• Instructions to follow: Please state the number of lines in the entries below where the word "gable" appears. Include nothing else.

========

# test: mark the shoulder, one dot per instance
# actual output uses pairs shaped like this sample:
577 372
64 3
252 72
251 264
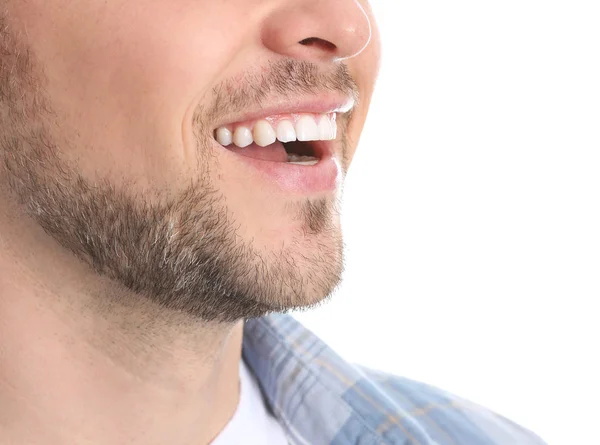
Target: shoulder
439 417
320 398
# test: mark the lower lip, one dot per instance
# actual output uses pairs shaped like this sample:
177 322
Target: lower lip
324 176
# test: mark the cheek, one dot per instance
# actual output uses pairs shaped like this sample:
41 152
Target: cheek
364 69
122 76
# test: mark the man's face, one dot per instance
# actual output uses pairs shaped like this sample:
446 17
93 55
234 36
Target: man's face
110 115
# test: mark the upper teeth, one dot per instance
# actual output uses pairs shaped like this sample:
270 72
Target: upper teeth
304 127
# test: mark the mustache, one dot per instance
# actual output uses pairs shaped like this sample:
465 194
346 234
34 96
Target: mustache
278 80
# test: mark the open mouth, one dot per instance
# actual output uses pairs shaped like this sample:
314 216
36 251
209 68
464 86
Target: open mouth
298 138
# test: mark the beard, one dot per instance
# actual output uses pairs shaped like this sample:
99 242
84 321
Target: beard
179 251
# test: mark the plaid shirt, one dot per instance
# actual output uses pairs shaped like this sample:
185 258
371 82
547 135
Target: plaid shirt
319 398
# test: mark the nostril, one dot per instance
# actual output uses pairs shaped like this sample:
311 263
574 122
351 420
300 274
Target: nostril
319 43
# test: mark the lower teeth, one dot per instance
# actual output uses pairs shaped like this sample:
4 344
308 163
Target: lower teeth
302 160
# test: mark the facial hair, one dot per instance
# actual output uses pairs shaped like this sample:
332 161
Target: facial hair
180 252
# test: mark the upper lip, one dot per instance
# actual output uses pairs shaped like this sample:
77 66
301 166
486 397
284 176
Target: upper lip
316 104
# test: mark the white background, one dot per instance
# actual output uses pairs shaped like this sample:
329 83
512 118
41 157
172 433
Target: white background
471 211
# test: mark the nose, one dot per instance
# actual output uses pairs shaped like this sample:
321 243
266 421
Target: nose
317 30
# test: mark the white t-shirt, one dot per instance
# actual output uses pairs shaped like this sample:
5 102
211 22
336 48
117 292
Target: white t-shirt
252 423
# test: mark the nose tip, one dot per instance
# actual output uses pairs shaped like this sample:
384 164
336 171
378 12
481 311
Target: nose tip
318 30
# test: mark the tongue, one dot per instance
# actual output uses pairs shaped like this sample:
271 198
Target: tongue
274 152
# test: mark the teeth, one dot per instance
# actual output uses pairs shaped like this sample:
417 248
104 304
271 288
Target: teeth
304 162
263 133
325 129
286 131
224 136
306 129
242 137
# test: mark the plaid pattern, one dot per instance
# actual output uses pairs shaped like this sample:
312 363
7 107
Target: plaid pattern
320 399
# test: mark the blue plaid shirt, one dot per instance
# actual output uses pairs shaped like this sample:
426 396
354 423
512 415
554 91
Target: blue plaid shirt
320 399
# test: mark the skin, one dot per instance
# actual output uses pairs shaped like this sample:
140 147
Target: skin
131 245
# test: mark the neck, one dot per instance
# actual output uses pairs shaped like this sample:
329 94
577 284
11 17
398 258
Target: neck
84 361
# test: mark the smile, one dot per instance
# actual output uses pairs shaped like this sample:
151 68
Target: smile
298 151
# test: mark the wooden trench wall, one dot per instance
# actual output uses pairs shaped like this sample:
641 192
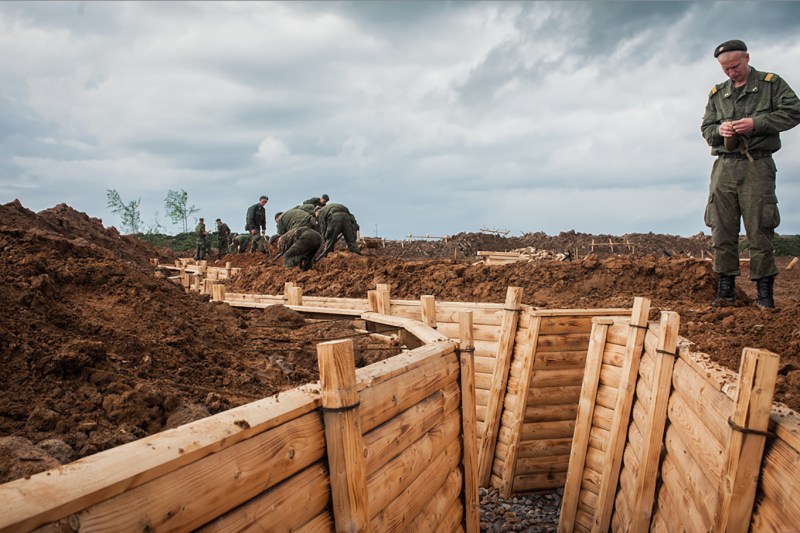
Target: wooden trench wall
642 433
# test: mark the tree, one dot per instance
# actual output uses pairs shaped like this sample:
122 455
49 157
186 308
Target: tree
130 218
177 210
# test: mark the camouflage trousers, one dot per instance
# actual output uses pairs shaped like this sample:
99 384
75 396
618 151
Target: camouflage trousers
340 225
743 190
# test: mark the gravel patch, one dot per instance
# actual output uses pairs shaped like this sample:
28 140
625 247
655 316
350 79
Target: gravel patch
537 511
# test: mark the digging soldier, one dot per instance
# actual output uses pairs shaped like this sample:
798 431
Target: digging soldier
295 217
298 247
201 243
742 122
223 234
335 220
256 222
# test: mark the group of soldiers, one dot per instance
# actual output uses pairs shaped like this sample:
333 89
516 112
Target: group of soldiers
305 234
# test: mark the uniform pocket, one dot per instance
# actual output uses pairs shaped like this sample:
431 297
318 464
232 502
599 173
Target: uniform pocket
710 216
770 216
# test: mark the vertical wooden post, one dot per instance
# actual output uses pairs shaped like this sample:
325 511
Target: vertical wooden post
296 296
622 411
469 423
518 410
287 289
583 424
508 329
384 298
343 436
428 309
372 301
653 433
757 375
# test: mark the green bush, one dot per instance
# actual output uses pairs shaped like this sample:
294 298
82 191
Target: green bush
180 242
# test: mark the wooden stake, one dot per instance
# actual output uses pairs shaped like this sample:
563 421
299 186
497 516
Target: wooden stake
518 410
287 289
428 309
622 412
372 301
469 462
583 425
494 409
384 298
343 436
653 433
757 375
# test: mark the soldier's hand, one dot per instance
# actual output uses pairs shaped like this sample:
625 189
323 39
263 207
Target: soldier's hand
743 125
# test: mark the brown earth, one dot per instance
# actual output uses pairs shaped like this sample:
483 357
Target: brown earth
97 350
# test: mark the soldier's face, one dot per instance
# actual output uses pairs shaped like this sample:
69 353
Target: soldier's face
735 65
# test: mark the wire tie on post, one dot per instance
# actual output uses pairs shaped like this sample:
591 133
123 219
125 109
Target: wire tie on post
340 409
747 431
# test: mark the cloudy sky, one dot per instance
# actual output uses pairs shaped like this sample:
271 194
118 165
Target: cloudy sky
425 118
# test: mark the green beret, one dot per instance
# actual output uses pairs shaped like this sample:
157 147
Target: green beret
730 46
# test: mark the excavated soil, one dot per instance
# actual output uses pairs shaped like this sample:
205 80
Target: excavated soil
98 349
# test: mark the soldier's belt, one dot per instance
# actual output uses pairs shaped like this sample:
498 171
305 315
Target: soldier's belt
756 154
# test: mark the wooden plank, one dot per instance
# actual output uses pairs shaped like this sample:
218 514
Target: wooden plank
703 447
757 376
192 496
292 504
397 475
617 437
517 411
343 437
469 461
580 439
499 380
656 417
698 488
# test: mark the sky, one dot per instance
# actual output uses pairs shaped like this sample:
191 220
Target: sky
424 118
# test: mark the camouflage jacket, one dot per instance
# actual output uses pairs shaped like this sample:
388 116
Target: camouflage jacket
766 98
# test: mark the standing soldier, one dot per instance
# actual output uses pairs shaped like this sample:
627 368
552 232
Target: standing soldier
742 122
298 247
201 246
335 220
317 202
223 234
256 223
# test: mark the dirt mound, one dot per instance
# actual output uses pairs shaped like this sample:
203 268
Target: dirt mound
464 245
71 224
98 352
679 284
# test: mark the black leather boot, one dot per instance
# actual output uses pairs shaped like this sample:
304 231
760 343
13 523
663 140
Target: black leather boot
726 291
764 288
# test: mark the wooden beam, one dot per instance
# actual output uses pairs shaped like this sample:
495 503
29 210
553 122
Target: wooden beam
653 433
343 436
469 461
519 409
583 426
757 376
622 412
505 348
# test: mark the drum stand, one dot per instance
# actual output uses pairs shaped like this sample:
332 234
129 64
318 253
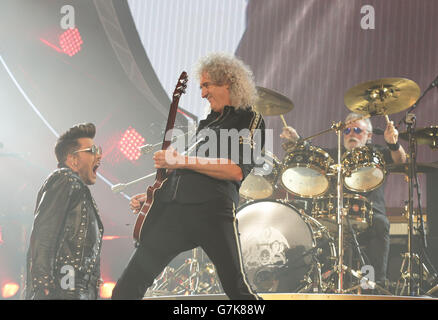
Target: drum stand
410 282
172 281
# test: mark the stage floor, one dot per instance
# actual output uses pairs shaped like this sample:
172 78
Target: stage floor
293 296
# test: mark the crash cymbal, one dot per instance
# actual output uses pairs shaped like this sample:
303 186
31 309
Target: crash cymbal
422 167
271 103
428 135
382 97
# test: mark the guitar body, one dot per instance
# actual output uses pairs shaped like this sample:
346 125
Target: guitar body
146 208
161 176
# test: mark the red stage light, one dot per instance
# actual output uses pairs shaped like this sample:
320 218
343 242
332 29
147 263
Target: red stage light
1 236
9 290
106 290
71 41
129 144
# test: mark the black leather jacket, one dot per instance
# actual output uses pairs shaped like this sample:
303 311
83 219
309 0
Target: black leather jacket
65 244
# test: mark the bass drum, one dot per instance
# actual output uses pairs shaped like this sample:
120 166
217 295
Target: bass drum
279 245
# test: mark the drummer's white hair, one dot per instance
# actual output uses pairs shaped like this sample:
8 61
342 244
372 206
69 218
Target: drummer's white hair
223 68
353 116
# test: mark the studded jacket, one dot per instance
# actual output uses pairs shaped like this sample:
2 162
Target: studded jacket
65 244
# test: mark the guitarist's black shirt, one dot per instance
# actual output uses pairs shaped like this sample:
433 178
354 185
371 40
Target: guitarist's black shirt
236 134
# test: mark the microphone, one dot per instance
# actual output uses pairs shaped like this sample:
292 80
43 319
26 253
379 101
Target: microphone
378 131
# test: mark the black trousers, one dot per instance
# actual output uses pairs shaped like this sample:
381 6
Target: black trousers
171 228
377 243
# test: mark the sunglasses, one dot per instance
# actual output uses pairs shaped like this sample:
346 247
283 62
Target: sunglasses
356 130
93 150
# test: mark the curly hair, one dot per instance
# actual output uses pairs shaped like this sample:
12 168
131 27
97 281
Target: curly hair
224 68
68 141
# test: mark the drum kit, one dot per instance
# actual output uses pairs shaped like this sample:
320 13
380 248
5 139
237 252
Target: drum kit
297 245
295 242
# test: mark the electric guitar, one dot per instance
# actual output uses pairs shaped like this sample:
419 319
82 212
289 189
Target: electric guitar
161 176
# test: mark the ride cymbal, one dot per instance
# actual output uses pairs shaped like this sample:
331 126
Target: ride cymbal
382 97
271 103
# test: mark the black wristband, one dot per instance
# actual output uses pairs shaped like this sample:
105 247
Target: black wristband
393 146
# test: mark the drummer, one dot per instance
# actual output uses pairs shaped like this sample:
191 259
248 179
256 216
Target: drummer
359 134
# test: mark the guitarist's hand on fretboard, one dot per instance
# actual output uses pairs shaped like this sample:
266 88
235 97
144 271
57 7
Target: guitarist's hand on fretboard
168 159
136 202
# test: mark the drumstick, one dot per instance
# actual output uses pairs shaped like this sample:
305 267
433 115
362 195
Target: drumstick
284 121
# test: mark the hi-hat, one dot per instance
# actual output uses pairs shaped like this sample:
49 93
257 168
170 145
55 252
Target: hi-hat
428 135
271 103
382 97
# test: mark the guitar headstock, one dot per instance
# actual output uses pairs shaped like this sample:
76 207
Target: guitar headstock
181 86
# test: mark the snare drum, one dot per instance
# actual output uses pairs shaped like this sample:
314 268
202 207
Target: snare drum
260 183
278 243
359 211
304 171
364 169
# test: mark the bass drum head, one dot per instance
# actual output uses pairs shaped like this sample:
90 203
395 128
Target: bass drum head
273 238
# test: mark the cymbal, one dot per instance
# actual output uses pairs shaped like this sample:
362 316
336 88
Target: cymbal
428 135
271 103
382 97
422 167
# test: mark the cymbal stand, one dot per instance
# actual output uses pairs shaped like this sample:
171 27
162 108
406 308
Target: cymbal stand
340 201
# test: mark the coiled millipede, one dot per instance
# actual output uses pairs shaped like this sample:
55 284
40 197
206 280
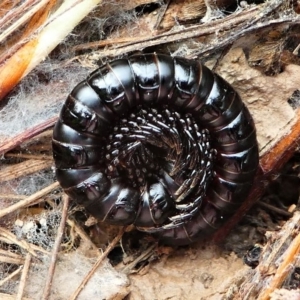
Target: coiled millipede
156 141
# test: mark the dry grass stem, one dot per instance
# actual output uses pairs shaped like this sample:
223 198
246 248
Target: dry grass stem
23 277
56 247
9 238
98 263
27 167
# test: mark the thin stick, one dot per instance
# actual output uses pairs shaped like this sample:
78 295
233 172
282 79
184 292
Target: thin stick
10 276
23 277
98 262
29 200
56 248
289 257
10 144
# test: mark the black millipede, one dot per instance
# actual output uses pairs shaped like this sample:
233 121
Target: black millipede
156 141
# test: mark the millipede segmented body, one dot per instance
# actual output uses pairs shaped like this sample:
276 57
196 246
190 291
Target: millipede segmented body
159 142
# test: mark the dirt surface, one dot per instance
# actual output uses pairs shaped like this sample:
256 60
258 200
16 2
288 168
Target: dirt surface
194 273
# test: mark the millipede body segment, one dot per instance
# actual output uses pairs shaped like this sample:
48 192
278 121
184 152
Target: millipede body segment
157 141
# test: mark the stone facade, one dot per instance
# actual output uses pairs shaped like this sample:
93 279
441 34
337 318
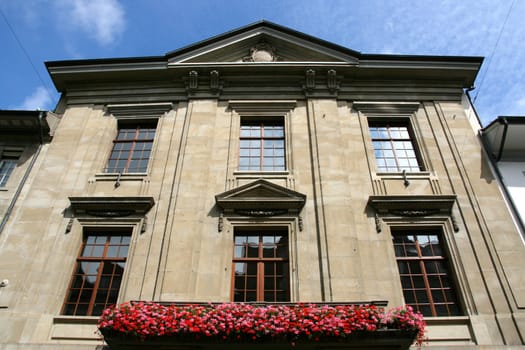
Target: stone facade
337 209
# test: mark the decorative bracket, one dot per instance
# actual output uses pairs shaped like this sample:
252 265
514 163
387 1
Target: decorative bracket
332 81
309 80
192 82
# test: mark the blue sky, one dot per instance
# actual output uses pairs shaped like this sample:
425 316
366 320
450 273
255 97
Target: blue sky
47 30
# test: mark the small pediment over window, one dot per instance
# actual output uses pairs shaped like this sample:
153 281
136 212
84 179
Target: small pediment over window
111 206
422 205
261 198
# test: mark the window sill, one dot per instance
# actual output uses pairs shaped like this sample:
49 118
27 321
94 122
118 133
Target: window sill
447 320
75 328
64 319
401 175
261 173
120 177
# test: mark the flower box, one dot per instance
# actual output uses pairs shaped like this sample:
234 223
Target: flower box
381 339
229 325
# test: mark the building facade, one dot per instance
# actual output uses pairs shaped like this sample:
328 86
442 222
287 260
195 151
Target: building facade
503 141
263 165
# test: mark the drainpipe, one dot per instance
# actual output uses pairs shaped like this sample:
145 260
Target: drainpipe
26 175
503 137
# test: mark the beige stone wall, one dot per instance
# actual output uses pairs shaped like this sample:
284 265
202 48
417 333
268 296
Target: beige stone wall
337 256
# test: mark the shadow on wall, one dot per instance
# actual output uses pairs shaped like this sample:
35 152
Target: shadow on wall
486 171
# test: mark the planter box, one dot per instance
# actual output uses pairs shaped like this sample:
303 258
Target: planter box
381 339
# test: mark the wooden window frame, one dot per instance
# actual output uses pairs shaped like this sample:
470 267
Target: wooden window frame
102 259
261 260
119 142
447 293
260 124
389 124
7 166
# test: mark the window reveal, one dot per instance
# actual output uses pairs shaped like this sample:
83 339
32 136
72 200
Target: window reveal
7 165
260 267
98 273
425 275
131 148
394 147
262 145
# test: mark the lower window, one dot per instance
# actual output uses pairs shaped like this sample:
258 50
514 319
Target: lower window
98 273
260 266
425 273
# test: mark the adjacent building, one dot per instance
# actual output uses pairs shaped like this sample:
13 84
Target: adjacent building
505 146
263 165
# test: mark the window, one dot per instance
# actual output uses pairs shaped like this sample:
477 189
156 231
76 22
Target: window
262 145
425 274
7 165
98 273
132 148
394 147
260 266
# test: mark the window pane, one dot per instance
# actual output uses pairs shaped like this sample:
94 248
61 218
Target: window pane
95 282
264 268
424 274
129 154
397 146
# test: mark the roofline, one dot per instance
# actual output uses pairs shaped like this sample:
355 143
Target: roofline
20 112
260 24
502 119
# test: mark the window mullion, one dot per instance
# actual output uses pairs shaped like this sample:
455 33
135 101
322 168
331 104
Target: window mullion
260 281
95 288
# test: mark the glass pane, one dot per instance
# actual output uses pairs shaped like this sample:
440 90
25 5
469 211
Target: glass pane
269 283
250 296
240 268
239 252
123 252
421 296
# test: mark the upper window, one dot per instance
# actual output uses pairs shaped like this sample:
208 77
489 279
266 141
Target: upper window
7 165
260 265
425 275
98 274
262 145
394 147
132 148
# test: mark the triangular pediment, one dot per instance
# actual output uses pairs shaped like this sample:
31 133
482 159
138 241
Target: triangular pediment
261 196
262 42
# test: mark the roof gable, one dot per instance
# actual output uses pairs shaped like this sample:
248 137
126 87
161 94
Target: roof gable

========

• Task result: 2